▸ WORUM ES GEHT
Schreibe aus dem Text über Erdogans Wahlsieg die Stelle von „Am Wahlabend gestand“ bis einschließlich „Buben getrennt unterrichten.“ wortgetreu ab.

▸ VORLIEGENDER TEXT
+---+
Der türkische Präsident Recep Tayyip Erdogan
Reuters/Umit Bektas
Wahlsieg für Erdogan

Was jetzt auf die Türkei zukommt

Der türkische Präsident Recep Tayyip Erdogan steht vor einer weiteren Amtszeit. Der 69-Jährige entschied am Sonntag eine Stichwahl gegen Oppositionsführer Kemal Kilicdaroglu für sich. Erdogan erhielt laut staatlicher Wahlkommission 52,18 Prozent der Stimmen, Kilicdaroglu 47,82 Prozent. Auf hohe Unterstützung konnte Erdogan von im Ausland lebenden Türken und Türkinnen bauen – in Österreich stimmten drei von vier Wahlberechtigen für den Amtsinhaber. Doch was bedeutet Erdogans Sieg jetzt für die Türkei?

Klar scheint jedenfalls, dass die Türkei die Spaltung im Land nur schwer wird überwinden können, auch angesichts der enormen Polarisierung im Wahlkampf – der Oppositionskandidat Kilicdaroglu beklagte einen der „unfairsten Wahlkampf der letzten Jahre“. Und Erdogan seinerseits hatte auch in der Stunde seines Sieges nicht auf Provokationen verzichtet – er warf der Opposition Verbindungen zum Terrorismus vor, gegen den er nun verschärft vorgehen wolle.

„Die ganze Nation, die ganze Türkei, hat gewonnen“, stellte Erdogan bei seiner Siegesrede angesichts weiterer fünf Jahre an der Macht fest. Es gehe nun darum, die Streitigkeiten aus dem Wahlkampf zu überwinden, gab sich Erdogan versöhnlich. Doch seinen Aufruf zur Einheit konnten Oppositionelle kaum als ernst gemeint auffassen. Auch weil er Kilicdaroglu lächerlich machte („Auf Wiedersehen, Kemal“) und einen inhaftierten Kurdenführer und die LGBTQ-Gemeinschaft aufs Korn nahm.

Anhängerinnen und Anhänger des türkischen Präsidenten Recep Tayyip Erdogan mit türkischen Flaggen
AP/Ali Unal
Anhängerinnen Erdogans am Wahlabend mit türkischen Flaggen vor dem Präsidentenpalast in Ankara

Furcht von noch mehr Repression

Am Wahlabend gestand Kilicdaroglu zwar indirekt seine Niederlage ein und zweifelte auch die Ergebnisse nicht an, doch bekräftigte er, weiter an der Spitze des Kampfes stehen zu wollen, bis „echte Demokratie“ Einzug halte. Beobachter und Beobachterinnen befürchten, dass Erdogan fortan noch autoritärer regieren wird. Noch härteres Vorgehen gegen Kritikerinnen und Kritiker, weitere Einschränkungen der Meinungsfreiheit und auch Rückschritte bei Frauenrechte werden erwartet.

Dabei blickt die Opposition mit Entsetzen auf Erdogans Partner: Mit der islamistisch-kurdischen Hüda Par und der islamistischen Yeniden Refah hat Erdogan zwei Parteien ins Parlament geholt, die LGBTQ- und frauenfeindliche Politik machen. Die Hüda Par etwa will den Schutz der „traditionellen“ Familie vor „abweichenden“ Ideologien durchsetzen und Mädchen und Buben getrennt unterrichten.
+---+
▸ DATENTEIL
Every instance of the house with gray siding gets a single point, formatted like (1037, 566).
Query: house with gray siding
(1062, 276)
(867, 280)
+---+
▸ ERGEBNIS DER ÜBUNG
Am Wahlabend gestand Kilicdaroglu zwar indirekt seine Niederlage ein und zweifelte auch die Ergebnisse nicht an, doch bekräftigte er, weiter an der Spitze des Kampfes stehen zu wollen, bis „echte Demokratie“ Einzug halte. Beobachter und Beobachterinnen befürchten, dass Erdogan fortan noch autoritärer regieren wird. Noch härteres Vorgehen gegen Kritikerinnen und Kritiker, weitere Einschränkungen der Meinungsfreiheit und auch Rückschritte bei Frauenrechte werden erwartet.

Dabei blickt die Opposition mit Entsetzen auf Erdogans Partner: Mit der islamistisch-kurdischen Hüda Par und der islamistischen Yeniden Refah hat Erdogan zwei Parteien ins Parlament geholt, die LGBTQ- und frauenfeindliche Politik machen. Die Hüda Par etwa will den Schutz der „traditionellen“ Familie vor „abweichenden“ Ideologien durchsetzen und Mädchen und Buben getrennt unterrichten.